## Excerpted passage
%%
Here we are, the second week of 2019 behind us. At this time of year it seems like there is no shortage of articles reminding us that 80% of New Year's Resolutions are doomed to fail by the second week of February. Is there anything that we can do about it? How can we maintain the positive momentum going?
Hearing the above statistic of course, can be nothing less than discouraging. Life, as we all know, is unpredictable. At times it can feel like there is far too much to do, and not enough time. Moving from one worry to the next takes away focus from the mountain top in the distance. We move from fire to fire, attempting to get our lives under control. There is no wonder why across many cultures, there have been so many representations of the human inner struggle. The fight to choose good over evil. In a sense, choosing the things we know we should be doing over what we actually do instead.
In last week's post, I wrote about the power of self-reflection. Though the benefits of checking in with oneself about where we are in relation to where we want to be are a great planning tool, it is inevitable that we may also become discouraged by our inability to keep the promises we make to ourselves. In this regard, we can become our own worst enemies. The feelings of worthlessness and inadequacy that come from realizing we have let ourselves down are not by any means new.
Wether we are aware of it or not, our circumstances are largely a result of a decision we've made. Really. Think about it. We gripe about our inability to wake up in the morning at a sensible hour, yet we fail to realize that our decision to binge on Veep until well past midnight played a critical role in leading up to that outcome. Good or bad, there is always a choice to be made.
%%
## Prompt
Retype the post about New Year's resolutions word for word, from start to finish.

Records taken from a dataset
%%
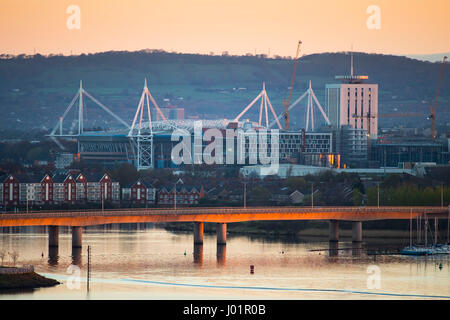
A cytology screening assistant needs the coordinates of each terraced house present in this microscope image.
[0,172,120,209]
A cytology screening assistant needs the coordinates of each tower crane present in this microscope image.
[428,56,447,140]
[283,40,302,131]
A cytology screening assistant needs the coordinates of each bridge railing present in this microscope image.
[0,206,448,219]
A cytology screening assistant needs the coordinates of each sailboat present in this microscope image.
[400,216,433,256]
[400,213,450,256]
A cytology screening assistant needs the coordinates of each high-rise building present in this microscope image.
[325,62,378,139]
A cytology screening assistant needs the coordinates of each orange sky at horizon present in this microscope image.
[0,0,450,56]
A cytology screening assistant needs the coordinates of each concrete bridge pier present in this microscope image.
[194,222,203,245]
[329,220,339,242]
[48,226,59,248]
[72,226,83,248]
[217,246,227,266]
[352,221,362,242]
[217,223,227,245]
[194,244,203,266]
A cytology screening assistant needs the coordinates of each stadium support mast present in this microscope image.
[269,81,330,131]
[234,82,282,129]
[128,79,167,170]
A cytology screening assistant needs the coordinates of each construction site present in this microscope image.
[48,41,450,174]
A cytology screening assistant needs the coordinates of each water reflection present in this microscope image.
[0,224,450,299]
[48,247,59,267]
[352,241,363,257]
[217,244,227,266]
[328,241,339,257]
[194,244,203,266]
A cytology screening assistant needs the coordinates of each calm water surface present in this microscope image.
[0,224,450,299]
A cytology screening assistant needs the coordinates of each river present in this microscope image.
[0,224,450,299]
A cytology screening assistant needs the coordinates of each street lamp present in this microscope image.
[244,175,247,209]
[173,179,183,209]
[377,181,380,208]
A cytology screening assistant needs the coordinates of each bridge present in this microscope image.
[0,206,450,248]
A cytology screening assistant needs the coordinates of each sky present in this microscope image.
[0,0,450,56]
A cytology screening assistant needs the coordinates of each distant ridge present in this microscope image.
[406,52,450,62]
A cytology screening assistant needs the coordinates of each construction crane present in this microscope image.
[353,112,377,159]
[283,40,302,131]
[428,56,447,140]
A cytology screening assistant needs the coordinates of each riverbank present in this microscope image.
[0,266,60,290]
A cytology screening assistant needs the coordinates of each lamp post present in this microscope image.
[377,181,380,208]
[173,179,183,209]
[244,175,247,209]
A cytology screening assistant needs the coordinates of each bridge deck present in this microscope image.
[0,207,450,227]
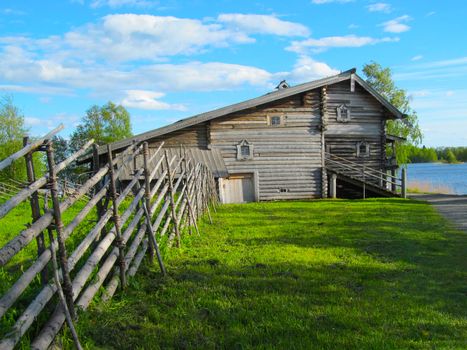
%%
## Output of the exercise
Here we are, the second week of 2019 behind us. At this time of year it seems like there is no shortage of articles reminding us that 80% of New Year's Resolutions are doomed to fail by the second week of February. Is there anything that we can do about it? How can we maintain the positive momentum going?
Hearing the above statistic of course, can be nothing less than discouraging. Life, as we all know, is unpredictable. At times it can feel like there is far too much to do, and not enough time. Moving from one worry to the next takes away focus from the mountain top in the distance. We move from fire to fire, attempting to get our lives under control. There is no wonder why across many cultures, there have been so many representations of the human inner struggle. The fight to choose good over evil. In a sense, choosing the things we know we should be doing over what we actually do instead.
In last week's post, I wrote about the power of self-reflection. Though the benefits of checking in with oneself about where we are in relation to where we want to be are a great planning tool, it is inevitable that we may also become discouraged by our inability to keep the promises we make to ourselves. In this regard, we can become our own worst enemies. The feelings of worthlessness and inadequacy that come from realizing we have let ourselves down are not by any means new.
Wether we are aware of it or not, our circumstances are largely a result of a decision we've made. Really. Think about it. We gripe about our inability to wake up in the morning at a sensible hour, yet we fail to realize that our decision to binge on Veep until well past midnight played a critical role in leading up to that outcome. Good or bad, there is always a choice to be made.